*Written request*
Render the records below as a Markdown table with two columns, "Row" for a running number and "Line" for the line itself, leaving out any blank lines.

Records from a data collection
## START

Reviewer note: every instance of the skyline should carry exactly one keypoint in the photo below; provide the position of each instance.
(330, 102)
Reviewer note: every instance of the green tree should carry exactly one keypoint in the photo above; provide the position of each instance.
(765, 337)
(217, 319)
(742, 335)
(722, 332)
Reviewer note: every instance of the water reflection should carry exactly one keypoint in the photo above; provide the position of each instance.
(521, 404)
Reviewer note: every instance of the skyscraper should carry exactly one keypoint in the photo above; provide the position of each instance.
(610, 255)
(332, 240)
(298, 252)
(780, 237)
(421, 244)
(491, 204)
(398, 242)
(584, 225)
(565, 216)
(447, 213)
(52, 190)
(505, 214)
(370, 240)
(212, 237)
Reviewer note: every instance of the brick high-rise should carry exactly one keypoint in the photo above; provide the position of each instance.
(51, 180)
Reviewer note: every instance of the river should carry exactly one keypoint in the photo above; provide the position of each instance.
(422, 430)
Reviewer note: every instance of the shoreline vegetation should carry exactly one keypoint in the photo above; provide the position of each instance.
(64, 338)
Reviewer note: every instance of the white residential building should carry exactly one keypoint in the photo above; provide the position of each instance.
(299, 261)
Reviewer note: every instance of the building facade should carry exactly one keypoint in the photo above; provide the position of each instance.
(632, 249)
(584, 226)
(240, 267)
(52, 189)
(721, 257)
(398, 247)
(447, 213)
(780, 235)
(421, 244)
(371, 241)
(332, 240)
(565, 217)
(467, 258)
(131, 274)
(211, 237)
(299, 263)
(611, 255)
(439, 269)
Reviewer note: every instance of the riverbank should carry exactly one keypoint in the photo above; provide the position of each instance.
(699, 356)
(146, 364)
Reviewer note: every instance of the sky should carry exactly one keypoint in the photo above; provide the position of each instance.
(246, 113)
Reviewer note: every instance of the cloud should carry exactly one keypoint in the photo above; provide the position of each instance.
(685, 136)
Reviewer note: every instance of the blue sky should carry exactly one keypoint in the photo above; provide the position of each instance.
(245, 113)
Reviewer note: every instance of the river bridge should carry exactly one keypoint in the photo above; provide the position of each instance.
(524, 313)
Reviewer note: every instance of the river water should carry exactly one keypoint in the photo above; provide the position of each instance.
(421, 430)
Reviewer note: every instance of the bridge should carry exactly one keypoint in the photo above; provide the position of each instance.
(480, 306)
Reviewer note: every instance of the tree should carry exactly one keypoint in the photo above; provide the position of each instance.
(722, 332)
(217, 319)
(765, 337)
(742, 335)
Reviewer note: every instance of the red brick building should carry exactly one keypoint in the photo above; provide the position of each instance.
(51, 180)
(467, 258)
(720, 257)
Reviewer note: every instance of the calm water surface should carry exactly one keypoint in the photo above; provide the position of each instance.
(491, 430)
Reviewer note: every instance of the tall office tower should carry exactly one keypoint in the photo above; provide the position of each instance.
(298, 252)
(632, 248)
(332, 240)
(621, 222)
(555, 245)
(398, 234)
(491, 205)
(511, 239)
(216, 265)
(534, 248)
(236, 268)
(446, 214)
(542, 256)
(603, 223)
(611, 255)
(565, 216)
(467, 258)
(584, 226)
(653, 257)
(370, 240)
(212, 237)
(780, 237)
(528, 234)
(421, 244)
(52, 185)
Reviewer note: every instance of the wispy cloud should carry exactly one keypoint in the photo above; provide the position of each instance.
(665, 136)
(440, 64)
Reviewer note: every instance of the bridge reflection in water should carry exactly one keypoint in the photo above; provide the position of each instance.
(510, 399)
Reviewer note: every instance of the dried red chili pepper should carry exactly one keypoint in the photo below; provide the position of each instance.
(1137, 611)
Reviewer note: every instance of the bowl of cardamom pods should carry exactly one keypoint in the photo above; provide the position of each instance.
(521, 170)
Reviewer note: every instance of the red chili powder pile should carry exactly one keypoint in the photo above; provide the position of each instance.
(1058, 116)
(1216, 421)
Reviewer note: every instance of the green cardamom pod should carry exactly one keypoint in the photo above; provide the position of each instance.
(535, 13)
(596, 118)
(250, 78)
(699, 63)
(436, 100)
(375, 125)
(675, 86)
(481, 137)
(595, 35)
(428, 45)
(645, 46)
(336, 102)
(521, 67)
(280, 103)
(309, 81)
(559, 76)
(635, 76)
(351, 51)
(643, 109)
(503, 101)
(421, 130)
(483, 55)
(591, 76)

## END

*The reply*
| Row | Line |
|---|---|
| 1 | Reviewer note: every instance of the skyline should carry exactly one keypoint in the photo below; provide the position of each instance. |
| 2 | (330, 102) |
| 3 | Reviewer note: every instance of the green tree should carry exactly one keypoint in the photo above; provide the position of each instance. |
| 4 | (765, 337) |
| 5 | (217, 319) |
| 6 | (742, 335) |
| 7 | (722, 332) |
| 8 | Reviewer note: every instance of the water reflection should carry exactly one keypoint in the photo above; provide the position of each instance. |
| 9 | (521, 404) |
| 10 | Reviewer note: every instance of the skyscraper should carry exactly one keypoint in the photo above; provide the position of each instance. |
| 11 | (610, 255) |
| 12 | (332, 240) |
| 13 | (298, 252) |
| 14 | (780, 237) |
| 15 | (421, 244) |
| 16 | (491, 204) |
| 17 | (398, 242) |
| 18 | (584, 225) |
| 19 | (565, 216) |
| 20 | (447, 213) |
| 21 | (52, 190) |
| 22 | (505, 214) |
| 23 | (370, 240) |
| 24 | (212, 237) |
| 25 | Reviewer note: every instance of the brick high-rise should carry exactly one keypoint in the photo above; provide the position of each instance. |
| 26 | (51, 180) |
| 27 | Reviewer note: every instance of the river should carry exactly one keypoint in the photo above; provide the position of each instance. |
| 28 | (422, 430) |
| 29 | Reviewer note: every instance of the shoreline vegetation should carry exactly one keypoint in the photo above; provide the position of each instance. |
| 30 | (64, 338) |
| 31 | Reviewer note: every instance of the white residential building should carry exactly one keypoint in the photo above; provide the position of each instance. |
| 32 | (299, 261) |
| 33 | Reviewer note: every instance of the building facade should carry exactly one keypoint in the photo above; provide the position of each instance. |
| 34 | (632, 249) |
| 35 | (584, 226) |
| 36 | (240, 267) |
| 37 | (52, 189) |
| 38 | (721, 257) |
| 39 | (398, 247) |
| 40 | (447, 213) |
| 41 | (780, 235) |
| 42 | (421, 244) |
| 43 | (371, 241) |
| 44 | (332, 240) |
| 45 | (565, 217) |
| 46 | (467, 258) |
| 47 | (131, 274) |
| 48 | (211, 237) |
| 49 | (299, 263) |
| 50 | (611, 255) |
| 51 | (439, 269) |
| 52 | Reviewer note: every instance of the riverbank should carry exactly one keypoint in the photo above; provide the position of each instance. |
| 53 | (699, 356) |
| 54 | (146, 364) |
| 55 | Reviewer note: every instance of the sky should carry exactly one keypoint in the photo above; provide the position of each instance. |
| 56 | (246, 113) |
| 57 | Reviewer note: every instance of the cloud should carry exactly one keypoint in the photo above; provide the position of each instance. |
| 58 | (685, 136) |
| 59 | Reviewer note: every instance of the blue sky should carry exactly one keypoint in the photo above; provide the position of each instance. |
| 60 | (245, 113) |
| 61 | Reviewer note: every instance of the river bridge should carry exactly one keypoint in the photo above; provide the position of each instance. |
| 62 | (524, 313) |
| 63 | Reviewer note: every instance of the river water should carry exactly one keypoint in the photo above; provide the position of each instance. |
| 64 | (421, 430) |
| 65 | Reviewer note: every instance of the bridge should carry exactly one keypoint in the photo above; provide the position of each instance. |
| 66 | (480, 306) |
| 67 | Reviewer note: every instance of the tree should carry exactly one keypoint in the photo above; provide the position of each instance. |
| 68 | (722, 332) |
| 69 | (217, 319) |
| 70 | (765, 337) |
| 71 | (742, 335) |
| 72 | Reviewer note: every instance of the red brick building should carry exactly one keypoint in the photo above; provide the position of each instance. |
| 73 | (51, 180) |
| 74 | (467, 258) |
| 75 | (720, 257) |
| 76 | Reviewer note: every instance of the calm water surface should carry exactly one keypoint in the photo above; provide the position of each instance. |
| 77 | (491, 430) |
| 78 | Reviewer note: every instance of the tall office tower should carry exactly one keypoint in the photo above; provide the position of each instance. |
| 79 | (298, 252) |
| 80 | (632, 248) |
| 81 | (332, 240) |
| 82 | (621, 222) |
| 83 | (555, 245) |
| 84 | (398, 234) |
| 85 | (491, 205) |
| 86 | (511, 239) |
| 87 | (216, 265) |
| 88 | (534, 248) |
| 89 | (236, 268) |
| 90 | (446, 214) |
| 91 | (542, 256) |
| 92 | (603, 223) |
| 93 | (611, 255) |
| 94 | (565, 216) |
| 95 | (467, 258) |
| 96 | (584, 226) |
| 97 | (653, 257) |
| 98 | (370, 240) |
| 99 | (212, 237) |
| 100 | (780, 237) |
| 101 | (528, 234) |
| 102 | (421, 244) |
| 103 | (52, 185) |
| 104 | Reviewer note: every instance of the wispy cloud should carry exactly one keypoint in the photo above; provide the position of each instance. |
| 105 | (665, 136) |
| 106 | (440, 64) |
| 107 | Reviewer note: every instance of the bridge reflection in water should carry exactly one keypoint in the photo above; provide the position of each instance. |
| 108 | (510, 399) |
| 109 | Reviewer note: every instance of the dried red chili pepper should carry exactly one keypoint in the photo below; provide the position of each instance. |
| 110 | (1137, 611) |
| 111 | Reviewer note: every instance of the bowl of cardamom pods should carry exactly one keypoint in the photo above; provide the position of each instance. |
| 112 | (521, 170) |
| 113 | Reviewer note: every instance of the red chili powder pile should carry exactly one keypoint in the photo above; provide the position of each instance. |
| 114 | (1058, 116) |
| 115 | (1216, 421) |
| 116 | Reviewer note: every instance of the green cardamom pod should carry exactly one keypoint in the photo above; provide the position of each instance. |
| 117 | (535, 13) |
| 118 | (596, 118) |
| 119 | (250, 78) |
| 120 | (699, 63) |
| 121 | (436, 100) |
| 122 | (375, 125) |
| 123 | (675, 86) |
| 124 | (481, 137) |
| 125 | (595, 35) |
| 126 | (428, 45) |
| 127 | (645, 46) |
| 128 | (336, 102) |
| 129 | (521, 67) |
| 130 | (280, 103) |
| 131 | (309, 81) |
| 132 | (559, 76) |
| 133 | (635, 76) |
| 134 | (351, 51) |
| 135 | (643, 109) |
| 136 | (503, 101) |
| 137 | (421, 130) |
| 138 | (483, 55) |
| 139 | (591, 76) |